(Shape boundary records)
------------------------------------
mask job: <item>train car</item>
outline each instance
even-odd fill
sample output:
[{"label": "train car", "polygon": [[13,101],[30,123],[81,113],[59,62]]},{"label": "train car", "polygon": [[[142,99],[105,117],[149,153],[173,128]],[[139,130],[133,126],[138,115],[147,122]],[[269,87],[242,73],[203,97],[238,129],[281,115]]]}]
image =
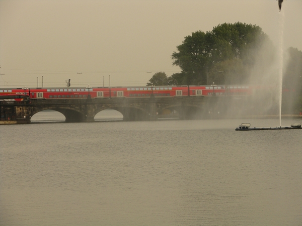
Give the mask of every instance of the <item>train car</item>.
[{"label": "train car", "polygon": [[30,100],[29,95],[24,95],[16,93],[0,93],[0,101],[23,102]]},{"label": "train car", "polygon": [[[262,87],[263,88],[263,87]],[[117,86],[96,87],[51,87],[0,88],[2,93],[28,94],[34,99],[132,98],[149,97],[152,94],[161,97],[180,97],[190,96],[211,96],[252,95],[259,88],[244,85],[180,85],[156,86]]]}]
------------------------------------
» **REQUEST**
Reproduce every line of the records, requests included, but multiply each polygon coordinate in the answers by 0.3 and round it to a whole number, with halves rounded up. Leave the coordinates in the requests and their sample output unchanged, and omit the pictures.

» **RESPONSE FOR THIS EXERCISE**
mask job: <item>train car</item>
outline each instance
even-odd fill
sample output:
[{"label": "train car", "polygon": [[13,101],[30,123],[81,113],[59,62]]},{"label": "train car", "polygon": [[[142,99],[105,117],[149,153],[173,128]],[[139,130],[133,126],[138,115],[147,122]],[[269,87],[242,73],[203,97],[238,129],[281,115]]]}]
image =
Give the mask of every instance of the <item>train car</item>.
[{"label": "train car", "polygon": [[9,30],[9,29],[7,29],[5,28],[0,28],[0,30],[7,31]]},{"label": "train car", "polygon": [[[79,26],[79,26],[79,26]],[[35,26],[29,26],[15,26],[0,26],[1,28],[8,28],[10,30],[40,29],[45,29],[46,28],[48,29],[54,29],[57,29],[63,29],[76,29],[78,26],[73,26],[54,26],[47,26]]]}]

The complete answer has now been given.